TASK TO CARRY OUT. Copy all entries exactly.

INPUT.
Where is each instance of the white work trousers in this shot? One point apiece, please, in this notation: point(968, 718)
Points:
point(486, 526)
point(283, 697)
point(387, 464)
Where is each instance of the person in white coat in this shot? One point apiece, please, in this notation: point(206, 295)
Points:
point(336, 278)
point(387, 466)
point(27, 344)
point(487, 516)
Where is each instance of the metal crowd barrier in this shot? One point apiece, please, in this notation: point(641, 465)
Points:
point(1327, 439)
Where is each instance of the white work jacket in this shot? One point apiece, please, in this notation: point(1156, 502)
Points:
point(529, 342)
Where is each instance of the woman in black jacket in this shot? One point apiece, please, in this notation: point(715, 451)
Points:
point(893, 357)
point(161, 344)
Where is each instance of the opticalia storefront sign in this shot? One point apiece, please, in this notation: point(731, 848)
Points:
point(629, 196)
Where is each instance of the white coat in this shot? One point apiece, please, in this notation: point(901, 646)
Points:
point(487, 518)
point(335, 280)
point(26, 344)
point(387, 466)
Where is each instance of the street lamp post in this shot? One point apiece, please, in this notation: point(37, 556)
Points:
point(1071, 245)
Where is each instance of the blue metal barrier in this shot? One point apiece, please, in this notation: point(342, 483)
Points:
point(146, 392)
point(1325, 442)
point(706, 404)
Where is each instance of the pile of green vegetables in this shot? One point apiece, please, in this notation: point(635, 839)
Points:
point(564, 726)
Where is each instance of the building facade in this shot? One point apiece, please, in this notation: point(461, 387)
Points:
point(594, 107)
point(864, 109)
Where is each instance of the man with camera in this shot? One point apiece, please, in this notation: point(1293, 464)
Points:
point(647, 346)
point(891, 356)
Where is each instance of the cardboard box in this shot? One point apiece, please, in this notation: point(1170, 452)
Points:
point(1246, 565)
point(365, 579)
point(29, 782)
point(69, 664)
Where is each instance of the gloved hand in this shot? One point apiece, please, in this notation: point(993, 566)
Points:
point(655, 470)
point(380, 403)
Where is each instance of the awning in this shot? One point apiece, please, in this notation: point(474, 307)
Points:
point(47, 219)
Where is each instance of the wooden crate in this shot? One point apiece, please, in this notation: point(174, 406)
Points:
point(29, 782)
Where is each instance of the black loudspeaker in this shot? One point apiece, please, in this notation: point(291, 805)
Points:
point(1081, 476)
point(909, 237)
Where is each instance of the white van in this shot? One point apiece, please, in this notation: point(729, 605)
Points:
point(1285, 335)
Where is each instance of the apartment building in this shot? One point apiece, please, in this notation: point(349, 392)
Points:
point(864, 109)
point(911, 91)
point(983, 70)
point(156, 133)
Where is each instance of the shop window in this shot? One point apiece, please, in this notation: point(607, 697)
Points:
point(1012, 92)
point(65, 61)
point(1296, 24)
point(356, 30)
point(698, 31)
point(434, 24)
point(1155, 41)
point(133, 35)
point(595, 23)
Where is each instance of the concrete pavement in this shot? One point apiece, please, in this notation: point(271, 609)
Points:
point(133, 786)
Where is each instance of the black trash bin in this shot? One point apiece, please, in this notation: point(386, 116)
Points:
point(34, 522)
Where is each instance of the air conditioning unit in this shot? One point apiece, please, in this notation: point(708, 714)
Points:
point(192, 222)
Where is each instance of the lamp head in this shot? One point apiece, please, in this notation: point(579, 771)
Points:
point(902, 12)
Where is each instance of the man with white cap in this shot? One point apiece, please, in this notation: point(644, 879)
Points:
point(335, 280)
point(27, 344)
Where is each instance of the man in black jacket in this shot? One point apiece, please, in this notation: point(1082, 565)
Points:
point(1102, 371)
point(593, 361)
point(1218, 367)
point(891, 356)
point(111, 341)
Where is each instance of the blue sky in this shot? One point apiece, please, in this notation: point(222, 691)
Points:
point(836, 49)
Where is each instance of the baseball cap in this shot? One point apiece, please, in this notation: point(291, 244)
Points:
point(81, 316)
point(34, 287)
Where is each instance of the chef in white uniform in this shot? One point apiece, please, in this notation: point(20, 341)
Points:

ANSWER TO THIS PROBLEM.
Where is each instance of the white work trousers in this shot? One point apiece, please, in this notation: point(968, 718)
Points:
point(486, 526)
point(283, 697)
point(387, 464)
Where is each instance of the person in white coat in this shot? One point apiece, please, in this notation: point(206, 295)
Points:
point(336, 278)
point(387, 466)
point(27, 344)
point(487, 516)
Where is each instance of the metal crowd barrier in this shot? One point apiece, please, in this notation: point(641, 465)
Points:
point(1327, 439)
Where is each instance of the white work jacket in this shot? One point apiece, please, in this notation: point(1156, 502)
Points:
point(529, 342)
Where is each instance of the woman in black jacket in this shot? One point apiece, please, in this notation: point(715, 451)
Points:
point(893, 357)
point(161, 344)
Where is each instance of the opticalia storefront sign in this shot? One point apiece, please, in this notation: point(731, 848)
Points:
point(629, 196)
Where is each instance of the white coat in this shot? One point apiece, please, in this notation: point(901, 646)
Points:
point(487, 518)
point(335, 280)
point(26, 344)
point(387, 466)
Where is each instance of the street lamp post in this shot? One point apiece, please, in this notation: point(37, 556)
Points:
point(1071, 245)
Where is each instance of the blue metal barrier in this shot? One point apiece, please, in this notation: point(342, 483)
Points:
point(146, 392)
point(1325, 442)
point(706, 404)
Where is each instance of the pile of green vegetables in this shot? One point apiece, please, in this notation: point(635, 839)
Points:
point(564, 726)
Where is each instance of the building facade in this shot? One point apiece, please, in this notation: point(461, 387)
Points:
point(594, 107)
point(864, 109)
Where is each instance of the man with camera in this shot? One point apiece, please, in this notation: point(1293, 464)
Points:
point(647, 346)
point(891, 356)
Where is each instance of the cardboard box in this shot? One point apiece, please, in this notation: point(1170, 452)
Points:
point(1246, 565)
point(365, 579)
point(29, 782)
point(69, 664)
Where is each instance of the gloved hand in this shot? One point apiece, please, in this notation: point(993, 566)
Points:
point(655, 470)
point(380, 403)
Where is each instance of the awning in this shot? One point apiece, please, in this notation: point(474, 307)
Points:
point(47, 219)
Where is each instance of the wooden crate in this shot? One point apiece, please, in this notation: point(174, 406)
Points:
point(29, 782)
Where is each instance of the black loudspeaker in this shot? One point apiece, please, in this notation: point(291, 805)
Points:
point(1081, 476)
point(909, 237)
Where is each instance of the white van in this shot? One point apiece, please, in this notation: point(729, 605)
Points:
point(1285, 335)
Where is each instance of the apartment building in this shot? One point apiece, please, in this notation: point(349, 392)
Points:
point(864, 109)
point(911, 91)
point(983, 70)
point(156, 133)
Where is each instance of the shop window in this shot? One point apiece, please, in this notation: point(607, 697)
Points:
point(1012, 92)
point(65, 61)
point(1296, 24)
point(356, 30)
point(698, 31)
point(434, 24)
point(1155, 41)
point(133, 35)
point(595, 23)
Where is each instance of the concrete pavement in this shot? One point apiece, please, in this notation: point(271, 609)
Points:
point(133, 786)
Where is each instance of the black trash bin in this shot? One point apiece, please, in this notation: point(386, 116)
Points:
point(34, 522)
Where is each instance of the air conditioning unit in this shot? One point apiece, please, in this notation: point(708, 714)
Points:
point(192, 222)
Where is each instance of the lamp head in this shot? One point apiece, please, in this notation: point(579, 771)
Points:
point(902, 12)
Where is each instance of the man with white cap in this shot? One point apiece, please, in this notation: point(644, 879)
Points:
point(335, 280)
point(27, 344)
Where is each instance of the man in black jacket in this shot? One point apiece, please, in this notation: point(1082, 565)
Points:
point(1102, 371)
point(593, 361)
point(1218, 367)
point(891, 356)
point(111, 341)
Where is each instance of the blue sky in this shot? One point apiece, please, in this notation: point(222, 691)
Points:
point(836, 49)
Where is each instance of the baseball cap in this shot? One point apiece, please, in this notation: point(291, 244)
Points:
point(81, 316)
point(34, 287)
Where is each instance of the chef in white uniform in this shot? One point apiece, please, in this notation: point(20, 341)
Points:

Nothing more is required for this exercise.